### Exercise directions
A faithful copy of the entries, without any pictures, is what is needed here.
****************************************
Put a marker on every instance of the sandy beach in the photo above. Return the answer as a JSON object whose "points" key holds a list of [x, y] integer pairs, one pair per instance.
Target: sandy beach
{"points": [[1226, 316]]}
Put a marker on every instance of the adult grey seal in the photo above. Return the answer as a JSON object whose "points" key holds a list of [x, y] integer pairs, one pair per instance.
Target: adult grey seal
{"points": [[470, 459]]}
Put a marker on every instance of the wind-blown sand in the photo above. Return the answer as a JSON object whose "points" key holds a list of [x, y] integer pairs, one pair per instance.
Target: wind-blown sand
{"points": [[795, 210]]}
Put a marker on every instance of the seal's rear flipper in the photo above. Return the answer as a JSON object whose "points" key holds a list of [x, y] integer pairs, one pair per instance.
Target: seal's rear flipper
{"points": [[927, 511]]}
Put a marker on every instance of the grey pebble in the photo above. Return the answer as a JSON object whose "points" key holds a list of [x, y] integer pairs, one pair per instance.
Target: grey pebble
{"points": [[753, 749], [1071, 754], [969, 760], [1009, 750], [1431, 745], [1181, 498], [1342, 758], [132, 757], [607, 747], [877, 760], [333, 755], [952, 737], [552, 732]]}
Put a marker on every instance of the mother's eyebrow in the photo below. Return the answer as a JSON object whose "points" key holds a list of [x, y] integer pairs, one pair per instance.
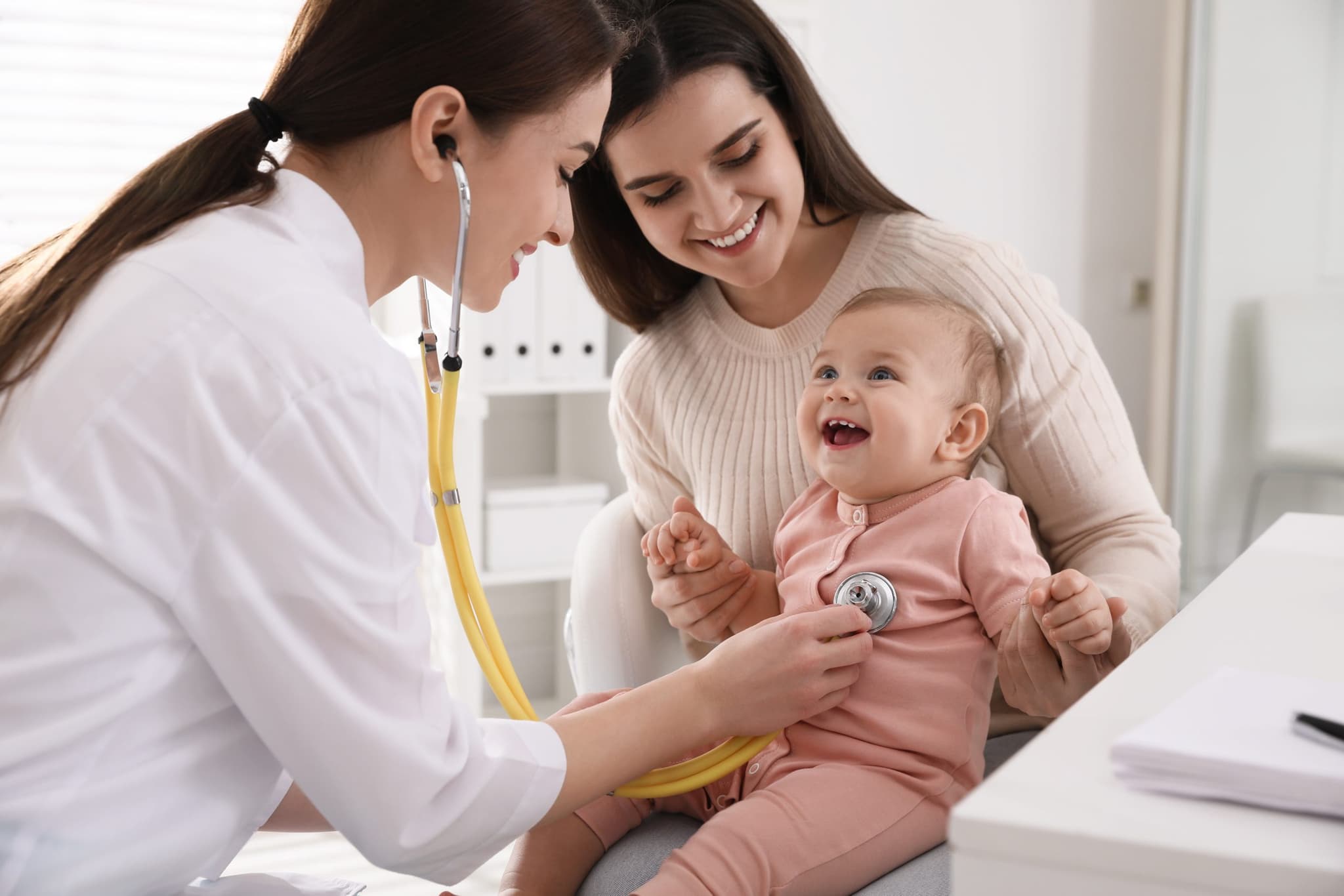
****************************************
### Exercise response
Put a marker on every instance of the sandy beach in the photo above. Return the answer as a JSON object whose "points" key holds a list of [x, y] integer pairs, one pair per instance.
Target: sandy beach
{"points": [[1226, 316]]}
Put a marker on every instance of the adult grey seal in the photo above. Return the answer as a JSON object whose "points" key holds a list of [x, y] integer pairs, one pair per instance.
Target: adult grey seal
{"points": [[470, 459]]}
Put a marker on every instance of the wind-blown sand in the photo above. Return the answer as a JSON object whose "points" key holds a list of [x, y] integer pairs, one pair per instance.
Target: wind-blown sand
{"points": [[795, 210]]}
Put a marker on every instance of the seal's rear flipper in the photo above. Return the answer as a JSON object whose "points" key holds a list of [x, y] integer pairs, one pair per instance.
Target: seal's rear flipper
{"points": [[927, 511]]}
Put a marker on every instance of the grey pebble in the photo above. Return the answer as a JSON object whose "points" key holds a list of [x, y] integer pairs, one pair per instance.
Target: grey pebble
{"points": [[753, 749], [1071, 754], [969, 760], [1009, 750], [1431, 745], [1181, 498], [1342, 758], [132, 757], [607, 747], [877, 760], [333, 755], [952, 737], [552, 732]]}
Put a marker on every instance of the mother's eyebrow in the photo below. Return the answer as a JSON object whose "points" key holds a list of [x, y] integer pairs, one pair per instance.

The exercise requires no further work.